• Try it:
The records shown below are to be repeated exactly and completely.
=-=-=-=-=
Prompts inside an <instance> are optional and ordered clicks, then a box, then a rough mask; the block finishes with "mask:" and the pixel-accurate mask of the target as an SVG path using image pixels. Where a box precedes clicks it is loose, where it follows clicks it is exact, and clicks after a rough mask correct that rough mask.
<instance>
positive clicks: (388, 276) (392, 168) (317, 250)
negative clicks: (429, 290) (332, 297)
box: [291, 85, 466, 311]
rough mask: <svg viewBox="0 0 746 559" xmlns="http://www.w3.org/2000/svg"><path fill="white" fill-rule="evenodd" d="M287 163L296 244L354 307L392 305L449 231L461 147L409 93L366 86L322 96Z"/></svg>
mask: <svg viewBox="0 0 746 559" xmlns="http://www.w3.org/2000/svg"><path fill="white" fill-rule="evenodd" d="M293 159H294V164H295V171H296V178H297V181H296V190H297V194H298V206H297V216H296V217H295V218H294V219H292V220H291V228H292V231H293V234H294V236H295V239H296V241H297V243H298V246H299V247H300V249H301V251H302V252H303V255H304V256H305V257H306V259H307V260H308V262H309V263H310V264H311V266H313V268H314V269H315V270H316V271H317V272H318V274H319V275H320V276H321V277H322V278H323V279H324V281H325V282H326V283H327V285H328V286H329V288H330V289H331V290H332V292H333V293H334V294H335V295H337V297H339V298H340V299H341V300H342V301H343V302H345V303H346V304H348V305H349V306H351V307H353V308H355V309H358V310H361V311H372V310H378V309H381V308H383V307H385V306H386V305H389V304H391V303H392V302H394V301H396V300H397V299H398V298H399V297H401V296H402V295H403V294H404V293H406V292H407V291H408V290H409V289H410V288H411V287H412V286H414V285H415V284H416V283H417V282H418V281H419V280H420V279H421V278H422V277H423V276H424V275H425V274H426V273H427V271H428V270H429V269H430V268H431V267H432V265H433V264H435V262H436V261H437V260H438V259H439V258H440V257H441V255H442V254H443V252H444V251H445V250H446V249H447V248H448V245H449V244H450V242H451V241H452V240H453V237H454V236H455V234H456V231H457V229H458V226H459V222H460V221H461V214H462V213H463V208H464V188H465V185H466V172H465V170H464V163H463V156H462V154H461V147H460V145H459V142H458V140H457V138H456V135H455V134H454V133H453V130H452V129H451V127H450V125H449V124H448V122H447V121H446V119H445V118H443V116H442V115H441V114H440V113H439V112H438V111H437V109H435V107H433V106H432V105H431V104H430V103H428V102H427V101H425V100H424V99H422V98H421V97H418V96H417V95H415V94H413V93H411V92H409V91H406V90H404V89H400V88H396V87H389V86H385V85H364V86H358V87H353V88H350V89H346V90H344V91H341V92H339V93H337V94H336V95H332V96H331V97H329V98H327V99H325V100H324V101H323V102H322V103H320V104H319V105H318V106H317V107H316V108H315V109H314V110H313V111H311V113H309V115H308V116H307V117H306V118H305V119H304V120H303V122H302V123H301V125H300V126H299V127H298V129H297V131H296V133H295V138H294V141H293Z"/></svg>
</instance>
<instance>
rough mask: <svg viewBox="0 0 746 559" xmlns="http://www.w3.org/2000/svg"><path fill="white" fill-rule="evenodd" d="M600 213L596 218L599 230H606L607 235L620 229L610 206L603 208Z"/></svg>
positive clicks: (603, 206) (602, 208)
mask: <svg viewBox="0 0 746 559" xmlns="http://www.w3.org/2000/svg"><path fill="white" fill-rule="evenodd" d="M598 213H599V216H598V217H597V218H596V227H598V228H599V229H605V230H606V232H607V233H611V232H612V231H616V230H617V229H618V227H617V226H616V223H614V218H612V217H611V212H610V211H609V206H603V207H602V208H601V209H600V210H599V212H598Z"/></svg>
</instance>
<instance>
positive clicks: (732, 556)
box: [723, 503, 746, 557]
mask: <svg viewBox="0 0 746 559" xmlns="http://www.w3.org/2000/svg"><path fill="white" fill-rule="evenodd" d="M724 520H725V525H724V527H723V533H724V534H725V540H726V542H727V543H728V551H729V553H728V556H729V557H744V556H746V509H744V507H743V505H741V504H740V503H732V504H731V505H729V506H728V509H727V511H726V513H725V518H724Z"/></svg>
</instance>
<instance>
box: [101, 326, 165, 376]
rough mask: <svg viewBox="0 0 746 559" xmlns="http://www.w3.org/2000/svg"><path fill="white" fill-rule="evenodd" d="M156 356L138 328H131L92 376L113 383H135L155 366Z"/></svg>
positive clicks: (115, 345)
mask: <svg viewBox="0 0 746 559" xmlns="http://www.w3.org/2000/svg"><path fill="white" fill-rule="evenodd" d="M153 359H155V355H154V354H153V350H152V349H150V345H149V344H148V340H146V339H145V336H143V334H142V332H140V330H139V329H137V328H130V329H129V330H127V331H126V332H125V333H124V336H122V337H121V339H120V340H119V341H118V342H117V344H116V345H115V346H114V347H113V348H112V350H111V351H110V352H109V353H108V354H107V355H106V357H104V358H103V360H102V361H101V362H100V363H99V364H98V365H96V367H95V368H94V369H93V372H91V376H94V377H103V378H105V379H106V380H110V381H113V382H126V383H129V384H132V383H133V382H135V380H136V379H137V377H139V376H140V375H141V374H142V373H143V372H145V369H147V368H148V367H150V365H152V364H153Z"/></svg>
=-=-=-=-=
• Result of the task:
Prompts inside an <instance> are optional and ordered clicks, then a box, then a rough mask; the block finishes with "mask:" and the pixel-accurate mask of the target as an SVG path using image pixels. Where a box precedes clicks it is loose, where it follows clicks it is exact, and clicks after a rough mask correct that rough mask.
<instance>
positive clicks: (388, 276) (392, 168) (317, 250)
negative clicks: (429, 290) (332, 297)
box: [291, 85, 466, 311]
rough mask: <svg viewBox="0 0 746 559" xmlns="http://www.w3.org/2000/svg"><path fill="white" fill-rule="evenodd" d="M287 163L296 244L354 307L392 305L449 231L461 147L409 93L366 86L322 96Z"/></svg>
mask: <svg viewBox="0 0 746 559" xmlns="http://www.w3.org/2000/svg"><path fill="white" fill-rule="evenodd" d="M293 159H294V164H295V171H296V178H297V181H296V190H297V194H298V206H297V216H296V217H295V218H294V219H292V220H291V228H292V231H293V234H294V236H295V239H296V241H297V243H298V246H299V247H300V249H301V251H302V252H303V255H304V256H305V257H306V259H307V260H308V262H309V263H310V264H311V266H313V268H314V269H315V270H316V271H317V272H318V274H319V275H320V276H321V277H322V278H323V279H324V281H325V282H326V283H327V285H328V286H329V288H330V289H331V290H332V292H333V293H334V294H335V295H337V297H339V298H340V299H341V300H342V301H343V302H345V303H346V304H348V305H349V306H351V307H353V308H355V309H358V310H361V311H372V310H378V309H381V308H383V307H385V306H386V305H389V304H391V303H392V302H394V301H396V300H397V299H398V298H399V297H401V296H402V295H403V294H404V293H406V292H407V291H408V290H409V289H410V288H411V287H412V286H414V285H415V284H416V283H417V282H418V281H419V280H420V279H421V278H422V277H423V276H424V275H425V274H426V273H427V271H428V270H429V269H430V268H431V267H432V265H433V264H435V262H436V261H437V260H438V259H439V258H440V257H441V255H442V254H443V252H444V251H445V250H446V249H447V248H448V245H449V244H450V242H451V241H452V240H453V237H454V236H455V234H456V231H457V229H458V226H459V222H460V221H461V214H462V213H463V208H464V188H465V185H466V172H465V170H464V163H463V156H462V154H461V147H460V145H459V142H458V140H457V138H456V135H455V134H454V133H453V130H452V129H451V127H450V125H449V124H448V122H447V121H446V119H445V118H443V116H442V115H441V114H440V113H439V112H438V111H437V109H435V107H433V106H432V105H431V104H430V103H428V102H427V101H425V100H424V99H422V98H421V97H418V96H417V95H415V94H413V93H411V92H409V91H406V90H404V89H400V88H396V87H389V86H385V85H364V86H358V87H353V88H350V89H346V90H344V91H341V92H339V93H337V94H336V95H332V96H331V97H329V98H327V99H325V100H324V101H323V102H322V103H320V104H319V105H318V106H317V107H316V108H315V109H314V110H313V111H311V113H309V115H308V116H307V117H306V118H305V119H304V120H303V122H302V123H301V125H300V126H299V127H298V129H297V131H296V133H295V138H294V141H293Z"/></svg>
</instance>
<instance>
rough mask: <svg viewBox="0 0 746 559" xmlns="http://www.w3.org/2000/svg"><path fill="white" fill-rule="evenodd" d="M600 213L596 218L599 230H606L607 235L620 229L610 206L603 208Z"/></svg>
positive clicks: (603, 206) (602, 208)
mask: <svg viewBox="0 0 746 559" xmlns="http://www.w3.org/2000/svg"><path fill="white" fill-rule="evenodd" d="M598 213H599V216H598V217H597V218H596V227H598V228H599V229H605V230H606V232H607V233H611V232H612V231H616V230H617V229H618V227H617V226H616V223H614V218H612V217H611V212H610V211H609V206H603V207H602V208H601V209H600V210H599V212H598Z"/></svg>
</instance>
<instance>
positive clicks: (732, 556)
box: [723, 503, 746, 557]
mask: <svg viewBox="0 0 746 559" xmlns="http://www.w3.org/2000/svg"><path fill="white" fill-rule="evenodd" d="M724 520H725V525H724V527H723V533H724V534H725V540H726V542H727V543H728V551H729V553H728V556H729V557H744V556H746V509H744V507H743V505H741V504H740V503H732V504H731V505H729V506H728V509H727V511H726V513H725V518H724Z"/></svg>
</instance>
<instance>
box: [101, 326, 165, 376]
rough mask: <svg viewBox="0 0 746 559" xmlns="http://www.w3.org/2000/svg"><path fill="white" fill-rule="evenodd" d="M156 356L138 328H131L92 376L113 383H135L155 366Z"/></svg>
positive clicks: (115, 345)
mask: <svg viewBox="0 0 746 559" xmlns="http://www.w3.org/2000/svg"><path fill="white" fill-rule="evenodd" d="M153 359H155V355H154V354H153V350H152V349H150V345H149V344H148V340H146V339H145V336H143V334H142V332H140V330H139V329H137V328H130V329H129V330H127V331H126V332H125V333H124V336H122V337H121V339H120V340H119V341H118V342H117V344H116V345H115V346H114V347H113V348H112V350H111V351H110V352H109V353H108V354H107V355H106V357H104V358H103V360H102V361H101V362H100V363H99V364H98V365H96V367H95V368H94V369H93V372H91V376H94V377H103V378H105V379H106V380H110V381H113V382H126V383H129V384H132V383H133V382H135V380H136V379H137V377H139V376H140V375H141V374H142V373H143V372H145V369H147V368H148V367H150V365H152V364H153Z"/></svg>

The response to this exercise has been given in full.